GIVEN INSTRUCTION: Format the listing below as a numbered list, leaving out any blank lines.

** START OF DATA RECORDS **

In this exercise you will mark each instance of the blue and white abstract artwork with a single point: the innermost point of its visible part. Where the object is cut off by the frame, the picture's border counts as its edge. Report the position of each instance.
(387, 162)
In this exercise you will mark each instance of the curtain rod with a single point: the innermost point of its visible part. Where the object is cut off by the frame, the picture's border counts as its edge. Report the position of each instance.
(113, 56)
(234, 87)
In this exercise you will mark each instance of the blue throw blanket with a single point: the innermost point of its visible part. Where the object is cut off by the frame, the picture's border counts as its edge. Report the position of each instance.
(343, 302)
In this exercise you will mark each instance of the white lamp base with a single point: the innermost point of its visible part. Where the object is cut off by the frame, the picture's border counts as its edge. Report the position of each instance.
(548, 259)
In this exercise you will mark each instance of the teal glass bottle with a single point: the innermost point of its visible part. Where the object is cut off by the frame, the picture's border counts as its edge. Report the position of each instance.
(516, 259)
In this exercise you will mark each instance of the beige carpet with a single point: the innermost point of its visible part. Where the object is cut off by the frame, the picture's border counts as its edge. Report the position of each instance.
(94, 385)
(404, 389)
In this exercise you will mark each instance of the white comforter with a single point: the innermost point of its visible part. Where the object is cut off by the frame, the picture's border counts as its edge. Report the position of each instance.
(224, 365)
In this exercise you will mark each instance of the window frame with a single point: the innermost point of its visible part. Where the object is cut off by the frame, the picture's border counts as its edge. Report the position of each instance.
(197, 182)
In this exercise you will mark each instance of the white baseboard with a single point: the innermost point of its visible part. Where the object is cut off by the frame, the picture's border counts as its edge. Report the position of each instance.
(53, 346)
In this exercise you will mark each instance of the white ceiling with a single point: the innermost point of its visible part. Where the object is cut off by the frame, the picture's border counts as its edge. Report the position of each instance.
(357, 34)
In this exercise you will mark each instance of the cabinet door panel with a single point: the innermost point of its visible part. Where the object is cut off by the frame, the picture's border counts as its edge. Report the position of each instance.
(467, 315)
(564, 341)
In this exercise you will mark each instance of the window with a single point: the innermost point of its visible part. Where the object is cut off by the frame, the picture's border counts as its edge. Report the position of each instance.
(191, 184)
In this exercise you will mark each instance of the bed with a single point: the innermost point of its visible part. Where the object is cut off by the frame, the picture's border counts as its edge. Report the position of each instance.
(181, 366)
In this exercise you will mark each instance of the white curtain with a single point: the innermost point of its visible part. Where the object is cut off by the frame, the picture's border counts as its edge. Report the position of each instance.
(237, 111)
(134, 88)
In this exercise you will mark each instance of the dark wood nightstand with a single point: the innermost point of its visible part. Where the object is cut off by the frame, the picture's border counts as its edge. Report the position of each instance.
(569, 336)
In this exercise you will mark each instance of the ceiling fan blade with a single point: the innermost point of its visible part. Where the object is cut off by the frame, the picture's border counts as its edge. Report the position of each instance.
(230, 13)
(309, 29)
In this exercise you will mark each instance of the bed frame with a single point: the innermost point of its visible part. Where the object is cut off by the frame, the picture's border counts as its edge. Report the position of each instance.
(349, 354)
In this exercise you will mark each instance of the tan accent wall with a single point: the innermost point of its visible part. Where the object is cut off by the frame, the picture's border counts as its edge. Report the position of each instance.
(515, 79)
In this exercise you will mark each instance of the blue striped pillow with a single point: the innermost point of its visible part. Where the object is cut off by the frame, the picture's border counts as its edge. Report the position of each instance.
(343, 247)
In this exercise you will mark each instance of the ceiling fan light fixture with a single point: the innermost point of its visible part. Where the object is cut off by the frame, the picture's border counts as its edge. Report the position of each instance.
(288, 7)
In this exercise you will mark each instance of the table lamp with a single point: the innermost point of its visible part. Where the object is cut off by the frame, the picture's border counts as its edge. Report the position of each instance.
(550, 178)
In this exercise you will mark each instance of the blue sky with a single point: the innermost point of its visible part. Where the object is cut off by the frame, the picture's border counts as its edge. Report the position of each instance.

** END OF DATA RECORDS **

OUTPUT OF THE TASK:
1. In this exercise you will mark each instance of the blue and white abstract artwork with a single point: the innermost point of its visible part. Where the object is cut off by the frame, the picture's border counts as its edge. Report the position of each instance.
2. (387, 162)
3. In this exercise you will mark each instance of the curtain rod with a single point: the innermost point of its visible part. Where the object is cut off by the frame, the picture's border counts as its edge. Report the position of each instance.
4. (113, 56)
5. (234, 87)
6. In this exercise you will mark each instance of the blue throw blanket with a single point: the innermost point of its visible part. Where the object is cut off by the frame, the picture's border counts as its edge. Report the position of each instance.
7. (343, 302)
8. In this exercise you will mark each instance of the white lamp base with a single point: the innermost point of its visible part. Where the object is cut off by the frame, the picture's border counts as its edge. Report the position of each instance.
9. (548, 259)
10. In this exercise you will mark each instance of the teal glass bottle with a single point: the innermost point of its visible part. Where the object is cut off by the frame, the picture's border counts as its edge. Report the position of each instance.
11. (516, 259)
12. In this exercise you will mark each instance of the beige carpet with a single point: the innermost point of its visible part. Where the object is cut off by the frame, the picture's border counts as its edge. Report the position of each instance.
13. (94, 385)
14. (404, 389)
15. In this exercise you will mark each instance of the white comforter with a single point: the innermost point of its visible part. Where the object is cut off by the frame, the picture's border counts as its edge. Report the position of each instance.
16. (224, 365)
17. In this exercise you will mark each instance of the window frame with a single point: the innermost point of its visible part. Where the object is cut off by the frame, the picture's border counts as its edge. Report the position of each instance.
18. (197, 182)
19. In this exercise you will mark each instance of the white baseboard with a single point: the innermost point of its visible part. Where the object is cut off by the frame, the picture's border counts as its edge. Report the position of each instance.
20. (53, 346)
21. In this exercise you will mark each instance of the white ceiling with a single point: the innermost point of its visible part. Where the object is cut off by the frame, the picture's border counts as its edge. Report the position of each instance.
22. (357, 34)
23. In this exercise you will mark each instance of the cabinet door panel with a single point: the innermost point of its visible part. Where the object is cut off by the frame, the picture's border counts as its edge. Report the position of each instance.
24. (467, 315)
25. (564, 341)
26. In this exercise you will mark each instance of the window with a single point: the innermost point of its visible part. Where the object is cut off by the frame, the picture's border counts as its edge. Report the position of each instance.
27. (191, 184)
28. In this exercise you will mark each instance of the bed with a single point: the innermost point of its visible part. Where the object is cut off by the frame, the picture's border counts as its edge. Report the position of each instance.
29. (181, 366)
30. In this exercise you will mark each instance of the white curtain with a single point: the innermost point of its visible part. Where the object is cut off by the frame, the picture's border counts as its edge. Report the position of each instance.
31. (237, 111)
32. (134, 88)
33. In this exercise you will mark each instance of the dark wood nightstand with a single point: the innermost point of its visible part. Where the object is cut off by the frame, the picture's border counts as its edge. Report the position of each instance.
34. (569, 336)
35. In this exercise you will mark each instance of the ceiling fan blade with a single point: the innermost point of its visible part. Where the object is cut off by the frame, the picture's border counts as its edge. Report the position of each instance.
36. (230, 13)
37. (309, 29)
38. In this exercise you will mark each instance of the bed frame with a single point: the innermost point of its visible part. Where the object is cut off by the frame, the picture's border counts as its edge. Report the position of each instance.
39. (349, 354)
40. In this exercise you will mark each instance of the tan accent wall with a single point: the innermost point of its visible part. Where the object is cut off by the frame, the picture's border counts as its edge. Report the position of each instance.
41. (515, 79)
42. In this exercise you will mark each instance of the blue striped pillow with a single point: the innermost point of its visible part. Where the object is cut off by the frame, the picture's border counts as its edge. Report the position of each instance.
43. (343, 247)
44. In this exercise you will mark each instance of the ceiling fan light fixture with a single point: the innermost point of its visible part. Where the object is cut off by the frame, the picture's border counts as its edge. Report the position of each instance.
45. (288, 7)
46. In this exercise you will mark each instance of the table lamp with a single point: the innermost point of its visible part. Where the object is cut off by the frame, the picture's border counts as its edge. Report the position of each instance.
47. (550, 178)
48. In this exercise you will mark each instance of the blue sky with a single point: the innermost point of its visible part. Where the object is cut off by the frame, the picture's border counts as its edge. Report the position of each instance.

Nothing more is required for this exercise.